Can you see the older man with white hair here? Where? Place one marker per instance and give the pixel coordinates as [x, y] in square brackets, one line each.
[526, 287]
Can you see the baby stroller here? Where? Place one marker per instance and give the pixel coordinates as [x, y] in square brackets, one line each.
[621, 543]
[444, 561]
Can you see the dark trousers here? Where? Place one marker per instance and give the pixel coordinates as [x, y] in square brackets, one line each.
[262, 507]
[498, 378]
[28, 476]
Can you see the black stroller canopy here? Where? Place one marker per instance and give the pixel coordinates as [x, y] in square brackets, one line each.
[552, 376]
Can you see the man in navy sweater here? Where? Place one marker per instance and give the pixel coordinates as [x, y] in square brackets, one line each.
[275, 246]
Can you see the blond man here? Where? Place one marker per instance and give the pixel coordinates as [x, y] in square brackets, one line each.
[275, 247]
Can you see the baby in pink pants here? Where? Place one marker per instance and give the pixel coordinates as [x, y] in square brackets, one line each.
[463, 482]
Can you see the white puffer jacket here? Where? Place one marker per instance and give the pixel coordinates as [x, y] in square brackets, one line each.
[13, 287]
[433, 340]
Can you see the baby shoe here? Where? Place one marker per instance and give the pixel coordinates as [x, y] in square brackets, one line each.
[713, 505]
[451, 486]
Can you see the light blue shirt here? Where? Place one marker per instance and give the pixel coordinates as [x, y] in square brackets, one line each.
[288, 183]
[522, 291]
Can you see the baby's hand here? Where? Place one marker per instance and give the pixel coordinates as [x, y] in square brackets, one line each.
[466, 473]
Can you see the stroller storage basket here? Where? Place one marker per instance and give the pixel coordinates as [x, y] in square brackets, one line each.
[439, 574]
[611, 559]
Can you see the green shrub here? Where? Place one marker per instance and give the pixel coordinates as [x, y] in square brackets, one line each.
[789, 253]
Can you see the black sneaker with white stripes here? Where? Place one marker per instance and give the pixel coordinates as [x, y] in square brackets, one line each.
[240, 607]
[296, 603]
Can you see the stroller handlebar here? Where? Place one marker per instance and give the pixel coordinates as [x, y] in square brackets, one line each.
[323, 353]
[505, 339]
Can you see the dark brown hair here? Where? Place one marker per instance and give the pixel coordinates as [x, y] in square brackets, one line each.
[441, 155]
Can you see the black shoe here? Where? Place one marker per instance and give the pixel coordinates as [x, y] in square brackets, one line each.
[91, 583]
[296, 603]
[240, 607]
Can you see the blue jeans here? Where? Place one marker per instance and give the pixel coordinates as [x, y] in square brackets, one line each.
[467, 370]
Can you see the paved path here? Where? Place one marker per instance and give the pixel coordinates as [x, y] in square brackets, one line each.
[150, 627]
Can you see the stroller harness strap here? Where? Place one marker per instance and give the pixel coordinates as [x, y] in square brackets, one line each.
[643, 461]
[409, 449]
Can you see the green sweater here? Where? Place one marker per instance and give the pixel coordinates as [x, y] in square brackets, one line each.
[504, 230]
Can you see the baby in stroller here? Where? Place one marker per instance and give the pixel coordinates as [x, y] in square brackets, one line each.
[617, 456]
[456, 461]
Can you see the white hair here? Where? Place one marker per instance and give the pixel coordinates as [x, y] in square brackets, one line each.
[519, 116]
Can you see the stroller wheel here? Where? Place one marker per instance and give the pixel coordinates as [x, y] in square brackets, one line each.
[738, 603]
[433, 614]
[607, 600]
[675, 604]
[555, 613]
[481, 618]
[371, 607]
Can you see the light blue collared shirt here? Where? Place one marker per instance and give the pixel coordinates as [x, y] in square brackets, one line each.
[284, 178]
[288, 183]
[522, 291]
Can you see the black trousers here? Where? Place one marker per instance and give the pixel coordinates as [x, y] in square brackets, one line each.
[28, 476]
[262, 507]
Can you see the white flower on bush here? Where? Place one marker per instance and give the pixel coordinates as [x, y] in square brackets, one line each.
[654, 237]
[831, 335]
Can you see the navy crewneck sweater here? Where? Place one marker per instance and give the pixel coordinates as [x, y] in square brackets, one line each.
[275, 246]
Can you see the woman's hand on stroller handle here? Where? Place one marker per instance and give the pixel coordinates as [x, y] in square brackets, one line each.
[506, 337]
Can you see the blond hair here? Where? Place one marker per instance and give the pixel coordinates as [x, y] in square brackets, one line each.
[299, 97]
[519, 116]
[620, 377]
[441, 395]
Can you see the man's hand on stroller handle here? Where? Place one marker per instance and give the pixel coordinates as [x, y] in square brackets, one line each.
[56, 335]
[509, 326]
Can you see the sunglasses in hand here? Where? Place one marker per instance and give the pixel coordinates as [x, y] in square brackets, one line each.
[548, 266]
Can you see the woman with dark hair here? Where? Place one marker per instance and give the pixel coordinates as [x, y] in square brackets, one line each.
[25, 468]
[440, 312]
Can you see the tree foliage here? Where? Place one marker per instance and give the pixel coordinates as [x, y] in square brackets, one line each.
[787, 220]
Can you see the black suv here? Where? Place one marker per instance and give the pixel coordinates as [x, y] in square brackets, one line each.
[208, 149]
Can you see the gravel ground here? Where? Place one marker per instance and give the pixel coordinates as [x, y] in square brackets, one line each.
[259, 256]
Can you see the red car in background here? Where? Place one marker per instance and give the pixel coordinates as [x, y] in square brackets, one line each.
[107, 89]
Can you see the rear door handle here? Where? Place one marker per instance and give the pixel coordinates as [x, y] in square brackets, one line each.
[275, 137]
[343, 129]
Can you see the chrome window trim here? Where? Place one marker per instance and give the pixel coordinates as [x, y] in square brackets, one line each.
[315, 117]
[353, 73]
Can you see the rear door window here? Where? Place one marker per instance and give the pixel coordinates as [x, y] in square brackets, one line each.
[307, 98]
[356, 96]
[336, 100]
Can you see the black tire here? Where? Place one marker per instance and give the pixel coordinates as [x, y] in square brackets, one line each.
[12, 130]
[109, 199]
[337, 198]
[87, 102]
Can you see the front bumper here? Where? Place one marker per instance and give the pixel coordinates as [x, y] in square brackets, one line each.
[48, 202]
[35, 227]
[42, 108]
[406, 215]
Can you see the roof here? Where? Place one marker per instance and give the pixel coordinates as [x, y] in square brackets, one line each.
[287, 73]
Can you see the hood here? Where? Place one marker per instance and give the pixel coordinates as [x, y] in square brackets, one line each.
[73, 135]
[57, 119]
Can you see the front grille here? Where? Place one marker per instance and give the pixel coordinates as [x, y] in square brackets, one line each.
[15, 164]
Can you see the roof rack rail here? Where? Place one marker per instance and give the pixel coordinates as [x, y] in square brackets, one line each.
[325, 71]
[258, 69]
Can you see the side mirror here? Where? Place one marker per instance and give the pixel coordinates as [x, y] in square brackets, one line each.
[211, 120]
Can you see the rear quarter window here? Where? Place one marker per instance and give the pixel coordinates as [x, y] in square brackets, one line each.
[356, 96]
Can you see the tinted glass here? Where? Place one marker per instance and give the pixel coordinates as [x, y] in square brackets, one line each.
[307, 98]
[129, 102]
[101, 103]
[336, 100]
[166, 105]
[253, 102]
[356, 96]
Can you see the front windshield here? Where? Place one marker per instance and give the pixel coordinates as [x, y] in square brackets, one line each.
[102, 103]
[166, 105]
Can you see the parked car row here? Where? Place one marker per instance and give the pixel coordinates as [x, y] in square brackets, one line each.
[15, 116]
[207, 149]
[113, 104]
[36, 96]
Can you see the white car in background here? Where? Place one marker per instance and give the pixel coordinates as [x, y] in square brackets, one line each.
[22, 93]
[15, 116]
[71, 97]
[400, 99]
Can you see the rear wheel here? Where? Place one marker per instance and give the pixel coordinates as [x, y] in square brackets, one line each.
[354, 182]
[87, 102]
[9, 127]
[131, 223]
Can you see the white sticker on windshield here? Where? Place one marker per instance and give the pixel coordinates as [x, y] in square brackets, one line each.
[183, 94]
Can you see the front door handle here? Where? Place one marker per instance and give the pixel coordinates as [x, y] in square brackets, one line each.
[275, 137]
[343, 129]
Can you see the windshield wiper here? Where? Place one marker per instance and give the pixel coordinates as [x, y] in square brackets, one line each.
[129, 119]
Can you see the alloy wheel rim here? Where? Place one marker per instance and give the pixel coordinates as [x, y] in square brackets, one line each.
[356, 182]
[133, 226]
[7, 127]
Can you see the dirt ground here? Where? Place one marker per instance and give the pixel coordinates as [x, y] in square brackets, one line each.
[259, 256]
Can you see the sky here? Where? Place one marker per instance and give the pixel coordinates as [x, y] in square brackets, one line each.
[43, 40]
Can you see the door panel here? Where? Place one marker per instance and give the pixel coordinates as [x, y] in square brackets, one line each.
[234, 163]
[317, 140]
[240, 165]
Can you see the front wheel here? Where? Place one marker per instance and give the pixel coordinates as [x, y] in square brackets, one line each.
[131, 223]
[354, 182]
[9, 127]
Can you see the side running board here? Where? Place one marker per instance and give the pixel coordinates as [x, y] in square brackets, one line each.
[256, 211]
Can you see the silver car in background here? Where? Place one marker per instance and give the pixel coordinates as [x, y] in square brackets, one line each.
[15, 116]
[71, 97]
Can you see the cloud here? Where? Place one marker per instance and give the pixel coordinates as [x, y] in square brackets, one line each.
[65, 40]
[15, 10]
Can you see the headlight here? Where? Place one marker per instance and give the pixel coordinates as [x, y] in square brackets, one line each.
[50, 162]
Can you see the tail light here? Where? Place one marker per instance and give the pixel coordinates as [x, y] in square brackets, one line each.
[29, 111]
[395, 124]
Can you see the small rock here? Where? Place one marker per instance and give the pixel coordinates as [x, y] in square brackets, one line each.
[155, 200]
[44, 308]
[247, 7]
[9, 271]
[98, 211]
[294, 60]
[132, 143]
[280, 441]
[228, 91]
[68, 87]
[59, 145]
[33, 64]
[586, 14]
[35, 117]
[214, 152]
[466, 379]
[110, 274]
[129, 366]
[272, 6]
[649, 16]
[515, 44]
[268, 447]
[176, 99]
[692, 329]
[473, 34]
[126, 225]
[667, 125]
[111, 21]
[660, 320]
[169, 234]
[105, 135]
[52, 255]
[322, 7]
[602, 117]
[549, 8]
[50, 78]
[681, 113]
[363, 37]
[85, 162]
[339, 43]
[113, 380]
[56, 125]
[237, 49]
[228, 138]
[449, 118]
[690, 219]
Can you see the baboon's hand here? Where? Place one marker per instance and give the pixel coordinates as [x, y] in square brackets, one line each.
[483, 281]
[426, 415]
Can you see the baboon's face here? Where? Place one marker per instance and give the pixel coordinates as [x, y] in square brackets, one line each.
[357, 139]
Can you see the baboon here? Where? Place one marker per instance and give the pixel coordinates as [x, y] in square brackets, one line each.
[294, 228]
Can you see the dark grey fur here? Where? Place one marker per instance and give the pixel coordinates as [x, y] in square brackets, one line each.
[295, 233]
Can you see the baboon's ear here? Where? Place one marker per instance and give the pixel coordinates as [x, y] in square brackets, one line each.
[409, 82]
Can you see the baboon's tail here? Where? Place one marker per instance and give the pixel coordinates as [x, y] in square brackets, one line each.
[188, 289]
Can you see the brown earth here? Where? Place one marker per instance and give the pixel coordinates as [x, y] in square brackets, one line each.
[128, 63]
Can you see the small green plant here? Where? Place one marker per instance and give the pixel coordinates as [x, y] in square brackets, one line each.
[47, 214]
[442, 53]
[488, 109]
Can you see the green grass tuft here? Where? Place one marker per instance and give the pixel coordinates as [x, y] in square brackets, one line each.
==*==
# WRITTEN INSTRUCTION
Please retype, exactly as written, every line from the line containing "Can you see the brown" through the last line of the records above, including both of those lines, and nothing else.

# RESULT
Can you see the brown earth here? Where? Place one marker per instance and give the pixel coordinates as [x, y] in square brackets, one line each.
[128, 63]
Can you see the small green plant here? Where? Place one marker per instance and give the pixel coordinates as [x, y] in square brackets, one line each.
[47, 214]
[442, 53]
[488, 109]
Can you see the green grass tuft here? Where? Place one marker per instance and give the pixel coordinates as [x, y] in square brackets, one line each.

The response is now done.